**INSTRUCTION:** Please pull every line from the material below that contains the string "light". Case counts, so skip lines where it appears only in a different case.

(begin)

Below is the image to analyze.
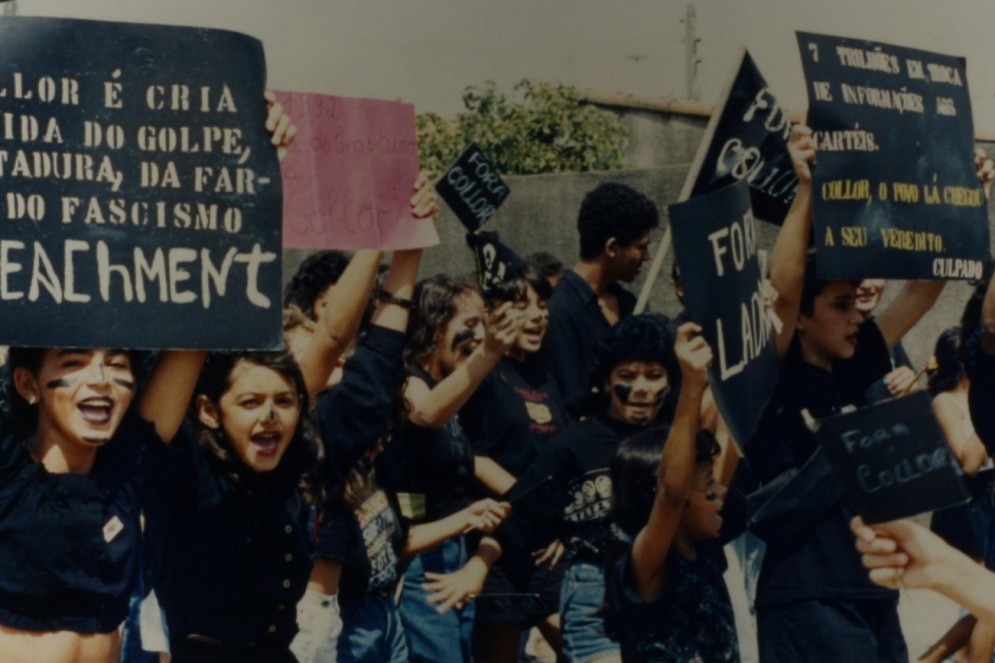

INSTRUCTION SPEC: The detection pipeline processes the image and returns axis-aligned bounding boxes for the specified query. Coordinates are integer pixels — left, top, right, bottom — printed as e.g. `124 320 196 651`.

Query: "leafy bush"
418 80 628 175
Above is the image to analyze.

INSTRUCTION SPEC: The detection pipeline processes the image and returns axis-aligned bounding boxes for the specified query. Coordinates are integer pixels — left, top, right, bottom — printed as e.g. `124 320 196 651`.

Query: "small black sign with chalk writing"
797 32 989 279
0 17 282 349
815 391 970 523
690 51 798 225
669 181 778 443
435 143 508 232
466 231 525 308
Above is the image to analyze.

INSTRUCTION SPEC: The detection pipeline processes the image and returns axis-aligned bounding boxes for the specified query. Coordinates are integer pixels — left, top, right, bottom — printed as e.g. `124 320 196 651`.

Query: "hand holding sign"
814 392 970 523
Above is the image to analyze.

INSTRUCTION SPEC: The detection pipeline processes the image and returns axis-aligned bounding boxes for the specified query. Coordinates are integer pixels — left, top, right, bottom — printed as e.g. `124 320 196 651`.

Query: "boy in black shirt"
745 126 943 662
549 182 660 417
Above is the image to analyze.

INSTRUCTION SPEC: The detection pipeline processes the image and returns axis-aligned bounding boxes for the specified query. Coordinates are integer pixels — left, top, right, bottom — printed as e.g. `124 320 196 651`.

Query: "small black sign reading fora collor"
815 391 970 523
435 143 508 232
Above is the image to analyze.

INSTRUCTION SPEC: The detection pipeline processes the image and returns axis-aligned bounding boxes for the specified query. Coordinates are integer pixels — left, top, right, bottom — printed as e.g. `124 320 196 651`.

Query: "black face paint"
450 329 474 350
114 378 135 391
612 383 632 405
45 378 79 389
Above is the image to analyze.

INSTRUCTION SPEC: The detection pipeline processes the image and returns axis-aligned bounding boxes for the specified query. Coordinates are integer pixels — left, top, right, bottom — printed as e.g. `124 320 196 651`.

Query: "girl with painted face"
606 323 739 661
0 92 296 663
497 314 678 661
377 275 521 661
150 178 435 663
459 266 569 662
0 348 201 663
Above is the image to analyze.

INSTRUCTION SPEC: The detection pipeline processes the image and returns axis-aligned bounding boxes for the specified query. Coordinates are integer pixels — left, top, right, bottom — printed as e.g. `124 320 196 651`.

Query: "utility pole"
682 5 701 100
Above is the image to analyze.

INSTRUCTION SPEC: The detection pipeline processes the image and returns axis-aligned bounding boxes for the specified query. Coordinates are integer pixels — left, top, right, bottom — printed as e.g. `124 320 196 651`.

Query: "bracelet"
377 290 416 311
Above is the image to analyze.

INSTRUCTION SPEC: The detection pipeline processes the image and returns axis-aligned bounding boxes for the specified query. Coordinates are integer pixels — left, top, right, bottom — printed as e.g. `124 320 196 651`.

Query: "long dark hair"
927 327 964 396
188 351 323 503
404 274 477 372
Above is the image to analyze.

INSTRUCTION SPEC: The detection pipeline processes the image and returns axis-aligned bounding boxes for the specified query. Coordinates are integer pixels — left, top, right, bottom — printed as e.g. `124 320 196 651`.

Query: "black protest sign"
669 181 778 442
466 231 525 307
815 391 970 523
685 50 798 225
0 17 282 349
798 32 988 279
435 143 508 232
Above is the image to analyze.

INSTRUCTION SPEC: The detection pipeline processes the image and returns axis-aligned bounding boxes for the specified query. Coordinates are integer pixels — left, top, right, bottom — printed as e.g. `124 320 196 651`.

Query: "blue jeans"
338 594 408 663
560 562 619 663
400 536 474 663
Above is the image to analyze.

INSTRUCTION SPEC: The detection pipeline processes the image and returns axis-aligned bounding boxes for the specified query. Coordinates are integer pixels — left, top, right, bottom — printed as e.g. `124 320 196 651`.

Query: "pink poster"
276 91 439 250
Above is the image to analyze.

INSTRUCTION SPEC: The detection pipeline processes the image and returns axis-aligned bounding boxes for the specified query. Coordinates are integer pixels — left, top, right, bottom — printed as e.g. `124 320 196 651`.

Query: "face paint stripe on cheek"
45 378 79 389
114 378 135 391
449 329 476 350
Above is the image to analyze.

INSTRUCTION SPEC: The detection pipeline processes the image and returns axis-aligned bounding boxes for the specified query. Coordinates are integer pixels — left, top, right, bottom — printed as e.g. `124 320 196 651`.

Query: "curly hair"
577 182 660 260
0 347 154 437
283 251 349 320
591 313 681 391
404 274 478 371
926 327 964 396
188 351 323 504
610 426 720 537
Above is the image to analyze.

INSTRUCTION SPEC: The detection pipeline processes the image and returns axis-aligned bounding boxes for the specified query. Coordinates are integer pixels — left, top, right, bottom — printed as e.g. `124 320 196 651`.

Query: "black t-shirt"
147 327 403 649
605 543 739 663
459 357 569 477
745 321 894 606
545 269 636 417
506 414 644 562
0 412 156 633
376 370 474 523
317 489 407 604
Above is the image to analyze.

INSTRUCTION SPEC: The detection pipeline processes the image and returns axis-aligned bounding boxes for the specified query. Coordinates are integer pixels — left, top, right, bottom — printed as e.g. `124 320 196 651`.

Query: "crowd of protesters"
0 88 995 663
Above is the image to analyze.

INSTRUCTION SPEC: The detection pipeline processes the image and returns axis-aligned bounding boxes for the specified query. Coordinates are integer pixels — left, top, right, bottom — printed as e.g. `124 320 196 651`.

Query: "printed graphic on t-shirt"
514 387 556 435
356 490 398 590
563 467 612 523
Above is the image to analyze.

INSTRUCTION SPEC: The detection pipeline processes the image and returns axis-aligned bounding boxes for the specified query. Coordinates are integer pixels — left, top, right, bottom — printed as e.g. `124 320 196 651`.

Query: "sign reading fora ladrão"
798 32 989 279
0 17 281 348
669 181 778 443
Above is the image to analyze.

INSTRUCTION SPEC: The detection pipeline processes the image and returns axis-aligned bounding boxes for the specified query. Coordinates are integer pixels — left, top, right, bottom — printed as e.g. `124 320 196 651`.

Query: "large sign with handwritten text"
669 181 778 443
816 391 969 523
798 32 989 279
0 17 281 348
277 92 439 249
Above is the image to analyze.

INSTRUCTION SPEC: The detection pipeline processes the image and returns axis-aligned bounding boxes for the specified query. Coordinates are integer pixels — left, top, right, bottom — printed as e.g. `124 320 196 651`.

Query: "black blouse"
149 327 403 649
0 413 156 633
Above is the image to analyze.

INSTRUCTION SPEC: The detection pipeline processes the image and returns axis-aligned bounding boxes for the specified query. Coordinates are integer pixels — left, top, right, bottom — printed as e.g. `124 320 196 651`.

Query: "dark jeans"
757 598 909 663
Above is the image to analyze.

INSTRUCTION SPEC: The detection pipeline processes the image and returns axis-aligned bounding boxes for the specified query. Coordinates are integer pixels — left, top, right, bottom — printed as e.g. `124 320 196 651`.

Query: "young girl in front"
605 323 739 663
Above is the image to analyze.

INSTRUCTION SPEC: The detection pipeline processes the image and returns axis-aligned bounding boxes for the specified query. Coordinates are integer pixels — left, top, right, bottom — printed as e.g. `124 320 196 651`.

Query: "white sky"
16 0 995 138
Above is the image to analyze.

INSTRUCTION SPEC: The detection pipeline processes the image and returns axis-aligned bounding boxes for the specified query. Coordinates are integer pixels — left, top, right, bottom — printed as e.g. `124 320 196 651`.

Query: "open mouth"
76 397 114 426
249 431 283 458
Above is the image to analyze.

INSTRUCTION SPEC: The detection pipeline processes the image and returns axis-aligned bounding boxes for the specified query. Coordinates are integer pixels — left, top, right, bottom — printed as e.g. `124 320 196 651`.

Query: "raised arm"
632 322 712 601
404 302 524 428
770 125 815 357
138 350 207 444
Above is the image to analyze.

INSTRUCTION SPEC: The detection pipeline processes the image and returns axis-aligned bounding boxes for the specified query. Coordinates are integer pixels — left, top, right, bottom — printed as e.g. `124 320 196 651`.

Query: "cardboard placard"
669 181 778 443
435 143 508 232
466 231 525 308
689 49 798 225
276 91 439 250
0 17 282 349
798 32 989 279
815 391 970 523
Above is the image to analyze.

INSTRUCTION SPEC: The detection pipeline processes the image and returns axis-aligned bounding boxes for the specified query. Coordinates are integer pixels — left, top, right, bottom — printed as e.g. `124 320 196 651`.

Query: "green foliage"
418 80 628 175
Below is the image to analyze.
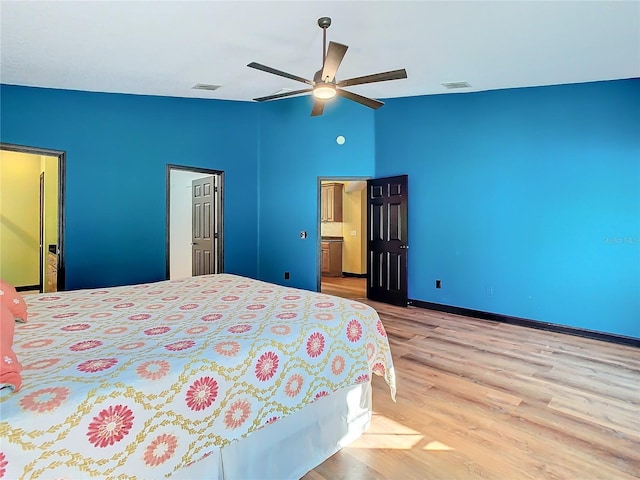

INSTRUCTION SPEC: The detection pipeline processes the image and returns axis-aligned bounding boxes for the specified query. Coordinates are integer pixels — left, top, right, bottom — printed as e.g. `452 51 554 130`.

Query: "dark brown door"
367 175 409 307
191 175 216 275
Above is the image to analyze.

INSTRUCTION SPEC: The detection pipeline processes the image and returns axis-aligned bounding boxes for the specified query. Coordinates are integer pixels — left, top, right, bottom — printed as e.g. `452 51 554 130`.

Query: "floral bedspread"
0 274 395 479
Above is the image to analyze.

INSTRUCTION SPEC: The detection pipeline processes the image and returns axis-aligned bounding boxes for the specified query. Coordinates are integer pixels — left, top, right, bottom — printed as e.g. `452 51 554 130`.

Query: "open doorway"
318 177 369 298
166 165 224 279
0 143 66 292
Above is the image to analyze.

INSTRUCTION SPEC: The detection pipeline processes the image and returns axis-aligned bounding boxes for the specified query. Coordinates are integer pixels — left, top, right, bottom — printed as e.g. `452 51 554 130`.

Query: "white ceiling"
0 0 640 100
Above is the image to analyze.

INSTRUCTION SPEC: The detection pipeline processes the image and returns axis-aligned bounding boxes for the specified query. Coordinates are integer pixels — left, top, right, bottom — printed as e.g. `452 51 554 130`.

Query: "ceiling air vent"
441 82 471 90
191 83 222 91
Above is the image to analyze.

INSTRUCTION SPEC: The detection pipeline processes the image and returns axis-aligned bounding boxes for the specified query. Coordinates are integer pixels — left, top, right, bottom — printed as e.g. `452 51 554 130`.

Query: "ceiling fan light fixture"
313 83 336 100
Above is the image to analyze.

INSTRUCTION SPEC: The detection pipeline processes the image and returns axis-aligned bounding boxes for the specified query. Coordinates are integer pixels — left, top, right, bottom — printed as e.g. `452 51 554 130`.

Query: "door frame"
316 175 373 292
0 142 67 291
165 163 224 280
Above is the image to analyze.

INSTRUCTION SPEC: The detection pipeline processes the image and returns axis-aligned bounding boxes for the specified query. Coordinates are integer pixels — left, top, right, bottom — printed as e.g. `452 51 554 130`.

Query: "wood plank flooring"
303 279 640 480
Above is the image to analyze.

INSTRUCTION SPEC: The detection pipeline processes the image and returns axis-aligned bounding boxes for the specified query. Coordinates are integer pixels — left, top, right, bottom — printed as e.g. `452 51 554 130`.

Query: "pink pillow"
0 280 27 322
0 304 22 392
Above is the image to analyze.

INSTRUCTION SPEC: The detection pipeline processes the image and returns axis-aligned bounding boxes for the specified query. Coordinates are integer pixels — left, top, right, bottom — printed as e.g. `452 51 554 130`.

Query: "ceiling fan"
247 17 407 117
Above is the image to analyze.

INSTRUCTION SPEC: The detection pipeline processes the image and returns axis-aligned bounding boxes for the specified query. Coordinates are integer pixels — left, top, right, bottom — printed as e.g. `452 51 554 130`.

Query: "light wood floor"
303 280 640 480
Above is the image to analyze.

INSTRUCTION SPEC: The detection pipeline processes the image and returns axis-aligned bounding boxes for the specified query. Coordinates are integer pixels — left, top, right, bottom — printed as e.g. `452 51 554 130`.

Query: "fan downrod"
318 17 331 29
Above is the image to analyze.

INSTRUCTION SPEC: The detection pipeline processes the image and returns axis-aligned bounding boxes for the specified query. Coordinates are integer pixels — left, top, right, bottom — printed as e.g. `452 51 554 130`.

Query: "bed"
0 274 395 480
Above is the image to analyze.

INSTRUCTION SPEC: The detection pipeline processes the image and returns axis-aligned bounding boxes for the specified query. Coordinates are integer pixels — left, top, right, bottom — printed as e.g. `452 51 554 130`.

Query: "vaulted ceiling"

(end)

**FULL OUTPUT:**
Query: "ceiling fan light fixture"
Query: "light wood floor"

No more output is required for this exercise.